→ TEXTO:
1. Uma democracia é um espaço aberto onde, em princípio, qualquer
um pode fazer valer sua opinião, o que permite milhares de formas de pressão, e
temos até mesmo a capacidade de mudar os governos. Isto funciona relativamente
bem.
2. O que não vai tão bem é a política, isto é, a possibilidade de
converter essa amálgama plural de forças em projetos e transformações
políticas, dar causa e coerência política a essas expressões populares e
definir o espaço público de qualidade onde tudo isso é discutido, ponderado e
sintetizado. Tem a ver com isso o fato de que para aqueles que atuam
politicamente, está cada vez mais difícil formular agendas alternativas.
3. Estamos em uma era pós-política, da democracia sem política.
Temos uma sociedade irritada e um sistema político agitado, cuja interação não
produz quase nada de novo, como teríamos o direito de esperar dada a natureza
dos problemas que temos que enfrentar.
4. A cidadania hoje evita as formas tradicionais de organização.
São crescentes formas de compromisso individual, um ativismo que não está
ideologicamente articulado em um quadro ideológico que lhe confere coerência e
totalidade, como poderia ser o caso das ideologias tradicionais abrangentes.

Registros de apontamento
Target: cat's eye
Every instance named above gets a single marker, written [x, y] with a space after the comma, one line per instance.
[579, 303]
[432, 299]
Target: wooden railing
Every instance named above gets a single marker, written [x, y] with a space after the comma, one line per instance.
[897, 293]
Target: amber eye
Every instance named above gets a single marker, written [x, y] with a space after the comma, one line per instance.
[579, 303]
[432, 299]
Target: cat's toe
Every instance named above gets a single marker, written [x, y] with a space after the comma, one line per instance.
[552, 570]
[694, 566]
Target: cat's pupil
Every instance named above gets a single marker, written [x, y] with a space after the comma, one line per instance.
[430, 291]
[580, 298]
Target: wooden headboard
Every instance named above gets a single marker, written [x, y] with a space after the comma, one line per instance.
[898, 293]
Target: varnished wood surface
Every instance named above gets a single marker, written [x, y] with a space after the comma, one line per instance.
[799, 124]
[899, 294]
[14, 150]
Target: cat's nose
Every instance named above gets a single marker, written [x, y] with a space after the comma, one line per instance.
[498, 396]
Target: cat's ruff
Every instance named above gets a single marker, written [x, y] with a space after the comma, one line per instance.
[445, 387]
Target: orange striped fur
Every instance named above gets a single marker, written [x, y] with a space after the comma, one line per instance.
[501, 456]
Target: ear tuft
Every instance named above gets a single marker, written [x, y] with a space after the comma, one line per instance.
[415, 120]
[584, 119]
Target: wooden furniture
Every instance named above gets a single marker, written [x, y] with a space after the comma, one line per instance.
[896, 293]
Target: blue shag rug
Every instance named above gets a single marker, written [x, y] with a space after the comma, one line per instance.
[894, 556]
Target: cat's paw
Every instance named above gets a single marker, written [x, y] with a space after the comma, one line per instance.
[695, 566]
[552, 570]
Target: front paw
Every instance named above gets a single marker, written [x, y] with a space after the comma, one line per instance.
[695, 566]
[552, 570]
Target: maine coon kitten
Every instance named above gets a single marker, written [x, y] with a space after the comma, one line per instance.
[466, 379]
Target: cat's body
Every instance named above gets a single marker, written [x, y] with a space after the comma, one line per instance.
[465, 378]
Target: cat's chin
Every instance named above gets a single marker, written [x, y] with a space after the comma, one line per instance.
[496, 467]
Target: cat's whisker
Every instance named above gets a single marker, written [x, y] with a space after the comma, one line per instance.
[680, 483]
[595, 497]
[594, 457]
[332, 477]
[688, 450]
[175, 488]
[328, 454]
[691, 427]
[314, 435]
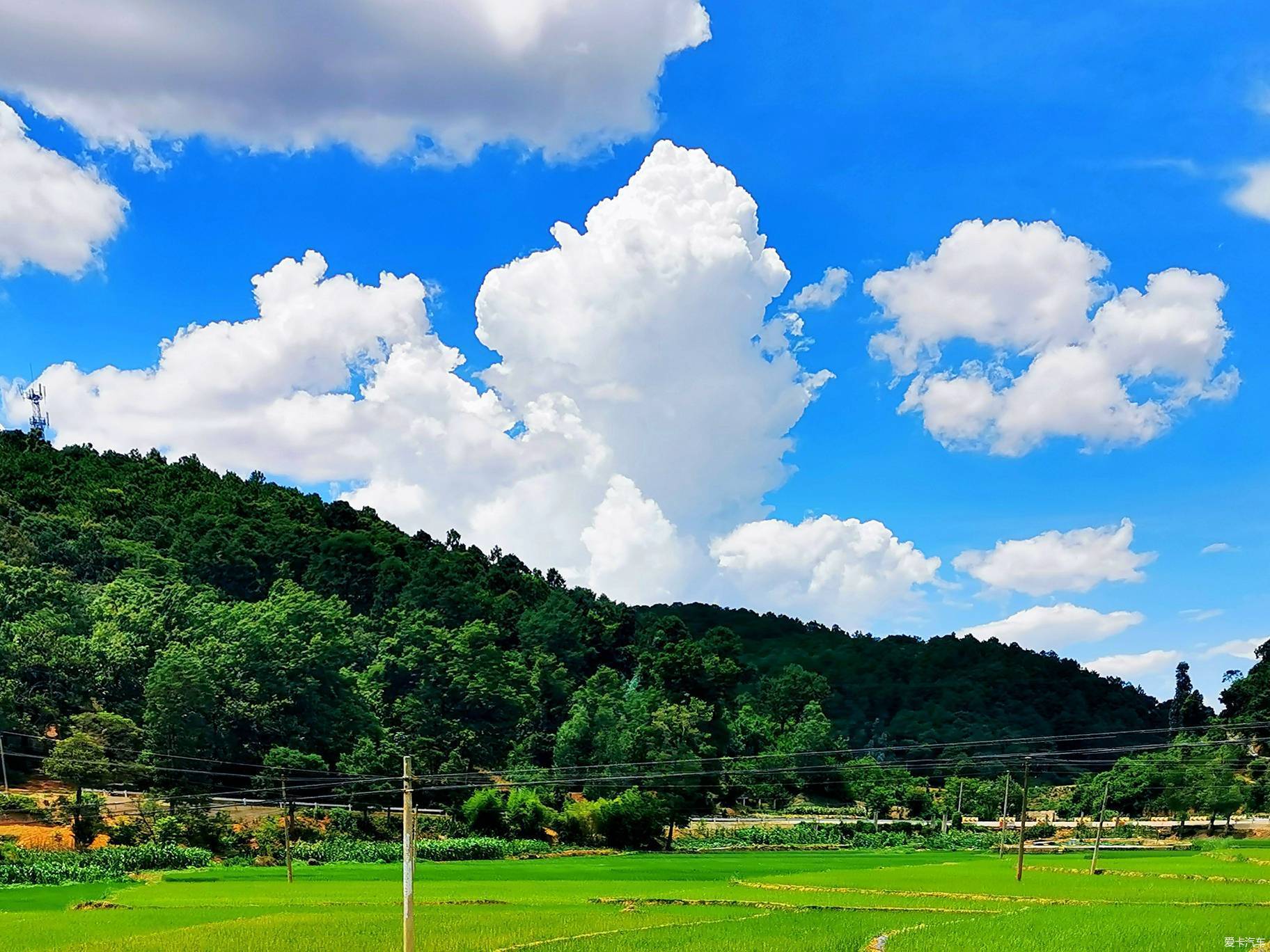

→ O QUE FAZER:
(A) Reescreva as linhas dos registros de apontamento que vão da linha com "Target: cat's chin" até o fim dessas linhas, inclusive, trocando "cat's" por "kitten's" e mantendo todo o resto igual. Deixe as imagens de fora da resposta.
(B) Dê seguimento ao texto sobre democracia e política, começando logo após a última frase apresentada.

→ RESPOSTAS ESCRITAS:
(A)
Target: kitten's chin
Every instance named above gets a single marker, written [x, y] with a space after the comma, one line per instance.
[496, 467]
Target: kitten's whisker
Every instance named above gets a single marker, written [x, y] with a space after the comma, one line per instance.
[680, 483]
[595, 497]
[594, 457]
[332, 477]
[688, 450]
[175, 488]
[328, 454]
[691, 427]
[314, 435]

(B)
5. O espaço digital abriu novas possibilidades de ativismo
político. Para grande parte da população, a realidade representada pelos
partidos hierárquicos já não é mais atraente, enquanto a cultura virtual da
Rede permite articular confortavelmente suas ideias políticos fluidas e
intermitentes, e até mesmo ficar “off line” a qualquer momento.
6. O que não faltam são exemplos de ativismo e "soberania
negativa" no espaço físico, agora também ligados à mobilização digital. Eu
não questiono a bondade dessas ações de resistência cívicas ou campanhas
on-line, eu me limito a apontar que, por não se “inscrever” em qualquer
contexto político que lhes dá coerência, podem dar a entender que a boa
política é uma mera adição de ganhos sociais. Não funciona a articulação das
demandas sociais em programas coerentes que competem na esfera pública de
qualidade, em suma, falha a construção política e institucional da democracia
além da emoção do momento, da pressão imediata e da atenção da mídia.
7. O espaço público não se reduz à mera agregação apolítica de
preferências inconsistentes, agrupados como se não houvesse nenhuma prioridade
entre elas e até mesmo certas incompatibilidades. Alguém deveria organizar
essas revindicações com critérios políticos e gerir democraticamente sua
possível incompatibilidade. Se a política (e os tão criticados partidos) servem
para alguma coisa é precisamente para se integrar com alguma coerência e
autorização democrática as múltiplas demandas que surgem continuamente no
espaço de uma sociedade aberta.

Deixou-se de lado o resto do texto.